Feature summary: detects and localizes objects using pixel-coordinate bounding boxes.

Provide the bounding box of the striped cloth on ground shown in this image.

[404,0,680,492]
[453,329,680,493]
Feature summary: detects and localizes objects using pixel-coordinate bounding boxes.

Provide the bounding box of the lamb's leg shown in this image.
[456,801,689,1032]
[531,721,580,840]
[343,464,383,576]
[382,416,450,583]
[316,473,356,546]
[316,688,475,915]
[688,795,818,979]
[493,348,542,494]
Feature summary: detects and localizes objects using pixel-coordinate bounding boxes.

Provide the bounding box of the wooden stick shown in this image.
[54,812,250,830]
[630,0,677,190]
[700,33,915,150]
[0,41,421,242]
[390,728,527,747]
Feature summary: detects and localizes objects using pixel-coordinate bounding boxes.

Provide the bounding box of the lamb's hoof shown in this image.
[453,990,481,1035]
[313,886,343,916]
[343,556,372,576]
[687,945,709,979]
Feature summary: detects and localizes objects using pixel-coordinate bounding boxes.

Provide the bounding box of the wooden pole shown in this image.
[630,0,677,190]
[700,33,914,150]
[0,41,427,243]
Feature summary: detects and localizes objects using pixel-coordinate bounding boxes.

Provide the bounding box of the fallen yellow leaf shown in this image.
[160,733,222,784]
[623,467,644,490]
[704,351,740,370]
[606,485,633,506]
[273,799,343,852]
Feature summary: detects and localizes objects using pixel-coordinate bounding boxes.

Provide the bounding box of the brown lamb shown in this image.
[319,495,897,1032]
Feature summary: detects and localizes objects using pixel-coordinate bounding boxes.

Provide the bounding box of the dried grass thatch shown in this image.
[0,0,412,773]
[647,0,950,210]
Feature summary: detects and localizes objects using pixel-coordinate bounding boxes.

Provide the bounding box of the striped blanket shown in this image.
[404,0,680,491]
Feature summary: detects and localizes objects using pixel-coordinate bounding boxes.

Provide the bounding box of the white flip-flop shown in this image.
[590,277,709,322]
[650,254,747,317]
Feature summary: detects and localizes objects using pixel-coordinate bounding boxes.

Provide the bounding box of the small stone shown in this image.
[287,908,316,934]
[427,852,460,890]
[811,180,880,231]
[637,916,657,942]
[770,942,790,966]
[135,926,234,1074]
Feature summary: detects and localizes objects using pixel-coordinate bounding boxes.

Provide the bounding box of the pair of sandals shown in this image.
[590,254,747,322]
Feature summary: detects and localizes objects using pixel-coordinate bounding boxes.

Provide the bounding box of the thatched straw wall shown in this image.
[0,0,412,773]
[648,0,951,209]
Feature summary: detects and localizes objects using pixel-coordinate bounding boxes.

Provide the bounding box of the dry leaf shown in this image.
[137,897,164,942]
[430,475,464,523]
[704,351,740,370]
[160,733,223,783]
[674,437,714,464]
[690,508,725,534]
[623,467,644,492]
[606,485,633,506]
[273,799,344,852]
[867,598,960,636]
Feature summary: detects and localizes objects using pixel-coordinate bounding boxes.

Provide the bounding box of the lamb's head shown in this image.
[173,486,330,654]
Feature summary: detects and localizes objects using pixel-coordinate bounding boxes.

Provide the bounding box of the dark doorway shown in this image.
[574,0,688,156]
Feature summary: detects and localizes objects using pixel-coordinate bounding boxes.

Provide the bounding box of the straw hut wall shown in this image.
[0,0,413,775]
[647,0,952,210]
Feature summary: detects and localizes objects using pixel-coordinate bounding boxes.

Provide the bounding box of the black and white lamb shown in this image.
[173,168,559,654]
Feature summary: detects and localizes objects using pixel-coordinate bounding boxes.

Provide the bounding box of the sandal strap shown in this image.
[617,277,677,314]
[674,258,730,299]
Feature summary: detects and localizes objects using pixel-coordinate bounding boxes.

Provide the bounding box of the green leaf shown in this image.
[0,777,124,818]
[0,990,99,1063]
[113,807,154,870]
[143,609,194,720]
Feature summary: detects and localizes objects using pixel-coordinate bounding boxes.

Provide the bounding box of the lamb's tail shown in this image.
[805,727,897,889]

- EXERCISE DETAILS -
Copy the listing above word for word, from its first line through its last.

- ANSWER TO THIS EXERCISE -
Feature summary: detects and localizes objects using pixel-coordinate bounding boxes.

Provide the bounding box of the striped cloth on ground shown in this image.

[404,0,680,492]
[453,329,680,493]
Feature summary: detects and localizes objects using pixel-coordinate bounding boxes.

Provide the bounding box of the lamb's leg shown in this image.
[456,801,689,1032]
[531,721,580,840]
[343,464,383,576]
[382,416,450,583]
[316,473,356,546]
[316,688,475,915]
[688,795,818,979]
[493,348,542,494]
Feature summary: detects and localizes objects using pixel-coordinate bounding boxes.

Provide the bounding box of the wooden stick shown in this image.
[54,812,250,830]
[630,0,677,190]
[700,33,915,150]
[0,41,421,242]
[390,728,527,747]
Feature summary: detects and localizes objects using pixel-coordinate bounding boxes.

Provide the bounding box of the lamb's hoof shown in this image.
[453,990,481,1035]
[313,886,343,916]
[343,556,372,576]
[687,945,709,979]
Feature summary: detects and localizes objects using pixel-coordinate bounding boxes.

Provide the bounding box of the wooden pole shown in this image.
[630,0,677,190]
[700,33,914,150]
[0,41,427,243]
Feature summary: detects and localizes objects using pixel-coordinate bounding boxes.

Provide the bounding box of the fallen yellow leaf shown in this image.
[160,733,222,784]
[623,467,644,490]
[704,351,740,370]
[606,485,633,506]
[273,799,343,852]
Feature summary: detects and localizes objects using pixel-coordinate bounding boxes.

Provide the bounding box of the brown lamb shown in this image.
[319,495,897,1032]
Feature summary: detects and localizes objects using pixel-coordinate bounding boxes.

Provide the bounding box of the dried grass thatch shown in this image.
[0,0,412,773]
[647,0,950,210]
Feature summary: detects and localizes objects using pixel-coordinate bounding boxes.

Provide the bounding box of the striped blanket shown in this image.
[404,0,680,491]
Feature summary: detects and localizes objects using pixel-coordinate bounding boxes.

Provide the bounding box of the white flip-flop shown in this image.
[590,277,709,322]
[650,254,747,317]
Feature summary: detects and localizes objects using pixel-coordinate bounding boxes.

Provide the bounding box of the small stone shown in this image.
[287,908,316,934]
[427,852,460,890]
[811,180,880,231]
[637,916,657,942]
[770,942,790,966]
[135,926,234,1074]
Feature summary: detects and localizes objects using pixel-coordinate bounding boxes.

Provide the bounding box of the pair of sandals shown in this image.
[590,254,747,322]
Feature summary: detects and localizes objects using pixel-coordinate bounding boxes.

Provide the bounding box of the thatched straw wall shown in this image.
[0,0,412,773]
[648,0,951,209]
Feature summary: detects and localizes objects using pixel-coordinate bounding boxes.

Provide the bounding box of the dry leaf shown in this image.
[137,897,164,942]
[430,475,464,523]
[704,351,740,370]
[160,733,223,783]
[674,437,714,464]
[690,508,725,534]
[623,467,644,492]
[606,485,633,506]
[273,799,344,852]
[867,598,960,636]
Feature summary: detects and localizes objects using pixel-coordinate bounding boxes.

Provide the bounding box of the lamb's head shown in this image.
[173,486,330,654]
Feature summary: detects and localizes objects using pixel-coordinate bounding boxes.

Provide the bounding box of the dark doorway shown in this image.
[574,0,688,156]
Feature summary: detects and localizes objects using pixel-coordinate bounding boxes.

Provide the bounding box of the straw hut wall shown in this image.
[0,0,413,775]
[647,0,952,210]
Feature summary: detects and localizes objects using pixel-coordinate bounding boxes.

Provide the bounding box of the black and white lamb shown in this image.
[173,168,559,654]
Feature summary: detects and localizes objects using pixel-coordinate bounding boxes.

Provide the bounding box of the sandal strap shown in this image.
[617,277,677,314]
[674,258,730,299]
Feature summary: detects and localizes objects using pixel-coordinate bounding boxes.

Provide the bounding box of the green leaf shown in this image.
[0,777,124,818]
[0,990,99,1063]
[113,807,154,870]
[143,609,194,720]
Feature summary: detects and localizes objects using pixel-coordinate bounding boxes.

Provide the bounding box of the lamb's tail shown in this image.
[805,727,897,889]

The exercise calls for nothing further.